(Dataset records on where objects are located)

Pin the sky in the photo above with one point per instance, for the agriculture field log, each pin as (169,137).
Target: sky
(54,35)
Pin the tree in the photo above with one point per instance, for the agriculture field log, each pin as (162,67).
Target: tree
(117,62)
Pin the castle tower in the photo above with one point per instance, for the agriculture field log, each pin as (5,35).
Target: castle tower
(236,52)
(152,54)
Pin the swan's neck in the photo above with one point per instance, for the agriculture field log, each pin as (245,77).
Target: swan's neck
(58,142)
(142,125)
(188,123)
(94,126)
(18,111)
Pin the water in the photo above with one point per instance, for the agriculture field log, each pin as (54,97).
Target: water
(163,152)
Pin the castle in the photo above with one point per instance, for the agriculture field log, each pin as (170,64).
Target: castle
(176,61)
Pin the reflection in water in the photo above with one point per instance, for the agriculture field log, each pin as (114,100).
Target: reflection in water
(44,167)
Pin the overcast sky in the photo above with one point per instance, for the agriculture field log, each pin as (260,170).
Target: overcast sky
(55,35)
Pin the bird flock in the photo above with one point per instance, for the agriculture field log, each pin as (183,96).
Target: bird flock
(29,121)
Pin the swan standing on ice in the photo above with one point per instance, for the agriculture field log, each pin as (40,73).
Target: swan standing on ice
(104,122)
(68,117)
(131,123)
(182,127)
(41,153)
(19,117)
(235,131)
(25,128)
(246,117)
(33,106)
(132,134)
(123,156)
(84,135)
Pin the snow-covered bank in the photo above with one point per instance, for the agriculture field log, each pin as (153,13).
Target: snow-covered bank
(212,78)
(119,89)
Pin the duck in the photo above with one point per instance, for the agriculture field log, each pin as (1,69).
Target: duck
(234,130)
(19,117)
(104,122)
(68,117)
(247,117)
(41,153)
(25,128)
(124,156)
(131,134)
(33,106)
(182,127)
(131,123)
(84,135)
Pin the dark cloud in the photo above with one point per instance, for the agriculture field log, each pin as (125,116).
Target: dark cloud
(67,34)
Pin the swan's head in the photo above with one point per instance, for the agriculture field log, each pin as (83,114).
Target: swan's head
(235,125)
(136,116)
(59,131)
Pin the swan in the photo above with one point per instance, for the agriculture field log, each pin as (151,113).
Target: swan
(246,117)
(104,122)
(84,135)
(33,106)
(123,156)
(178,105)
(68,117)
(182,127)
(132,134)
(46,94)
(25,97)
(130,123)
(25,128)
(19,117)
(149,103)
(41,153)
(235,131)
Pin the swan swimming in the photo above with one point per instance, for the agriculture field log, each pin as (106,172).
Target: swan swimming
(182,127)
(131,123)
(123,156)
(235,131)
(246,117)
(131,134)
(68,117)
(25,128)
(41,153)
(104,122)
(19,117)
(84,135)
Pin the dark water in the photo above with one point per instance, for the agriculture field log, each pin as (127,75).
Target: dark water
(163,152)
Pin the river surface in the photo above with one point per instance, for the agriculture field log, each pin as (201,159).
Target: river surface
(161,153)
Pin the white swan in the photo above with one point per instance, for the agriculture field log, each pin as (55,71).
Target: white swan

● **Requirement**
Starting at the line that contains "Pin the white" and ending at the last line of the material, rewrite those lines with "white swan" changed to "gray swan" and nothing else altered.

● **Completed exercise**
Pin the gray swan in the photo above with one point per instance, for the agriculture field log, each pin as (55,71).
Target: gray swan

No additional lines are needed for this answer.